- _Your task_: Locate the line that contains "163L300 171L317 170L323" in the entries below. Retype it and all following lines through the final one, character for character.

- _Exercise material_:
--------------------

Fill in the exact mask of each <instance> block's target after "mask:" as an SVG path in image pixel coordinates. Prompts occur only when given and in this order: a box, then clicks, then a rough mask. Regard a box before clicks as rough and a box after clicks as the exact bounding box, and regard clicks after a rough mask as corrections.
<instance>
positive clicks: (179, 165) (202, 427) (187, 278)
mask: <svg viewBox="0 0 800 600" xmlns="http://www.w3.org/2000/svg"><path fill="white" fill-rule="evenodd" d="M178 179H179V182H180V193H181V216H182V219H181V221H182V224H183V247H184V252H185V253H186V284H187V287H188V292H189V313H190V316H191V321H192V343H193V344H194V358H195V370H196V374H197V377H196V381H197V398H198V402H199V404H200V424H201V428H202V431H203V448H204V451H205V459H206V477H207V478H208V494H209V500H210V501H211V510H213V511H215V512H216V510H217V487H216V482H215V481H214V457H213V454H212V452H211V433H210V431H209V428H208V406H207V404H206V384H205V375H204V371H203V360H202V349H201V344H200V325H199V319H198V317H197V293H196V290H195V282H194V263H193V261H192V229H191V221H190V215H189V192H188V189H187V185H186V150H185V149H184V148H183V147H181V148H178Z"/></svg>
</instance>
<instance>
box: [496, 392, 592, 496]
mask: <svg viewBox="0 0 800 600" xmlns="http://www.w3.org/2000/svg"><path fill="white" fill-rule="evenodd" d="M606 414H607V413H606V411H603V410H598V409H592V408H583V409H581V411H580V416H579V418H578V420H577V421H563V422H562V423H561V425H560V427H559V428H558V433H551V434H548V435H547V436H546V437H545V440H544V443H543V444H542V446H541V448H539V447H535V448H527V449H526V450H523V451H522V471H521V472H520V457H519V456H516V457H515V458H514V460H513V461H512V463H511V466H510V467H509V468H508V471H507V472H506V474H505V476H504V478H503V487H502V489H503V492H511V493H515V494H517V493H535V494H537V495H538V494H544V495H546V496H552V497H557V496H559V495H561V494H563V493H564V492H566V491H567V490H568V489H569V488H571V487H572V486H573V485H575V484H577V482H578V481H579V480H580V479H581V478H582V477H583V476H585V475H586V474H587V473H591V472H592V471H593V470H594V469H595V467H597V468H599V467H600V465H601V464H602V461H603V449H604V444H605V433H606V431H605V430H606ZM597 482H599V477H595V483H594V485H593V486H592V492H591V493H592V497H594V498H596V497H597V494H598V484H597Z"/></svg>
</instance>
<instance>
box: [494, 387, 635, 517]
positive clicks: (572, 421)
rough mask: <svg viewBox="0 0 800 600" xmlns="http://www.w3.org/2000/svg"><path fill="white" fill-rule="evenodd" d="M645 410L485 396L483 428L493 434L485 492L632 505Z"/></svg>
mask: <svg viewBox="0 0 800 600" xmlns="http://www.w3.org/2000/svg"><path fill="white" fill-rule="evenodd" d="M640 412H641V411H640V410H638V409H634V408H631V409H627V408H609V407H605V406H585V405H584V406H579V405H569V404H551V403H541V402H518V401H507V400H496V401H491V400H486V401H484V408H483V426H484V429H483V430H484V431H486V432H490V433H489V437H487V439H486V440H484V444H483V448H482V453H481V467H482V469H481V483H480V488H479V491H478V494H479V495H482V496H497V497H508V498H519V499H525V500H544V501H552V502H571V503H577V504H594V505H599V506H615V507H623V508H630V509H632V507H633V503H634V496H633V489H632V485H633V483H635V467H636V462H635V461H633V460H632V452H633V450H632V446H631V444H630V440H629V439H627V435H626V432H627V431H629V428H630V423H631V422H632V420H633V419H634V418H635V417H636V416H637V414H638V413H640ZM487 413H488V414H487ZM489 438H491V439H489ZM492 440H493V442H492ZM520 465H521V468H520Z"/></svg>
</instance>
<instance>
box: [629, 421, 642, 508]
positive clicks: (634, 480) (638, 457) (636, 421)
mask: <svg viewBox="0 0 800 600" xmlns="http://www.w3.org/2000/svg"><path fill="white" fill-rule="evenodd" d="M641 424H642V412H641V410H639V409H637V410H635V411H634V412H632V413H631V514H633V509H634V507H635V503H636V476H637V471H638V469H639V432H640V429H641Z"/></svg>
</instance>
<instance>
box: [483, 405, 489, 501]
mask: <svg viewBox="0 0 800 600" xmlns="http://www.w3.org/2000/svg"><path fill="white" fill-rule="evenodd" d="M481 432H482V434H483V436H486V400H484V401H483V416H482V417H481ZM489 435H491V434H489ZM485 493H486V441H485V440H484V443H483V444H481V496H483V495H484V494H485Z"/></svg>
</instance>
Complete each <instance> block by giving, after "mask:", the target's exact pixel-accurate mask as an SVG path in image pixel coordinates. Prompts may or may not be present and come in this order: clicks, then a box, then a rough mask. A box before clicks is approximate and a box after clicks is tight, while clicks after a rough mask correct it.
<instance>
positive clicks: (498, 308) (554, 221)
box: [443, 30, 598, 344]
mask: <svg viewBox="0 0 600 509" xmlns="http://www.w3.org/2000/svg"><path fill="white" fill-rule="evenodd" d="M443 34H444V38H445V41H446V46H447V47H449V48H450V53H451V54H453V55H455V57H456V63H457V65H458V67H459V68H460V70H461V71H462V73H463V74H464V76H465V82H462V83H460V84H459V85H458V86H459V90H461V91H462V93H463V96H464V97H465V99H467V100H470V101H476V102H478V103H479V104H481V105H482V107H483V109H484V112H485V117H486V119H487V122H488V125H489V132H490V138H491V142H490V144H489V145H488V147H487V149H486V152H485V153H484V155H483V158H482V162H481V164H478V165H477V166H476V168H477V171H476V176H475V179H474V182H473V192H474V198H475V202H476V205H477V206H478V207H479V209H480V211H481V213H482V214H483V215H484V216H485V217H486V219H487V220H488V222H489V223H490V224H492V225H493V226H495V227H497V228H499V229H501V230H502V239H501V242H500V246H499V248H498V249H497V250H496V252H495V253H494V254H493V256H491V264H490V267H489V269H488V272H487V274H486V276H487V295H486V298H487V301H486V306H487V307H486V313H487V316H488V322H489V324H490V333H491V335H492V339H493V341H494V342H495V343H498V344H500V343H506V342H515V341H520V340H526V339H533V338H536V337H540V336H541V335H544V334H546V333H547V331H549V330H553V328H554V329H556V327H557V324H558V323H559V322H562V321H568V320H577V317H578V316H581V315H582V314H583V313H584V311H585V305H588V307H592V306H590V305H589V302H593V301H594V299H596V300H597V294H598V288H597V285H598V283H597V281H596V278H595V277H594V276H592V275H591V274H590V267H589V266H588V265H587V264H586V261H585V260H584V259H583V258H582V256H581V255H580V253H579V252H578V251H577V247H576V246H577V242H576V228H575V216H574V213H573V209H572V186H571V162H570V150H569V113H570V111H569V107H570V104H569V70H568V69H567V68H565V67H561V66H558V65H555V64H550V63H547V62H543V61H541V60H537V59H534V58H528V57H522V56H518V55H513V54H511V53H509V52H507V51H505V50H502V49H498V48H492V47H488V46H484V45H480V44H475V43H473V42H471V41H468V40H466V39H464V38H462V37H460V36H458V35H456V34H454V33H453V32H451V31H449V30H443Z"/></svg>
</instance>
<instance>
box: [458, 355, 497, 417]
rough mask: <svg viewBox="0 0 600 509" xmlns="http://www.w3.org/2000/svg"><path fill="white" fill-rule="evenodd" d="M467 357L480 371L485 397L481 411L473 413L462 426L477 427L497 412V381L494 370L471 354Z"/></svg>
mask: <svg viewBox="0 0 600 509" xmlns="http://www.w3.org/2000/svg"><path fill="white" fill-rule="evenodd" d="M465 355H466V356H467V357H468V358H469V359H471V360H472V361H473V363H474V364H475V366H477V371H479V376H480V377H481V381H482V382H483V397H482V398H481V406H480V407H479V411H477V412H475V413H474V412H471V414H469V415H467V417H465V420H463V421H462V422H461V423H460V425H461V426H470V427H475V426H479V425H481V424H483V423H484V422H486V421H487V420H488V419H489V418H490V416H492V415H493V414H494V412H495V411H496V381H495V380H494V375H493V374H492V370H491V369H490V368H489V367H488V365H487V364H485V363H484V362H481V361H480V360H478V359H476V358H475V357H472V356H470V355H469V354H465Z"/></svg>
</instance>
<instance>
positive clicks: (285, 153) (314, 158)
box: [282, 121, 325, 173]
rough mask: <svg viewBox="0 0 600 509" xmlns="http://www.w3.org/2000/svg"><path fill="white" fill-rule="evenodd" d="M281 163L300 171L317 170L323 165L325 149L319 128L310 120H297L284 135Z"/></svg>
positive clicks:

--------------------

- _Output for this exercise_:
rough mask: <svg viewBox="0 0 600 509" xmlns="http://www.w3.org/2000/svg"><path fill="white" fill-rule="evenodd" d="M281 163L300 171L317 170L323 165L325 149L319 128L310 120H297L284 135Z"/></svg>
positive clicks:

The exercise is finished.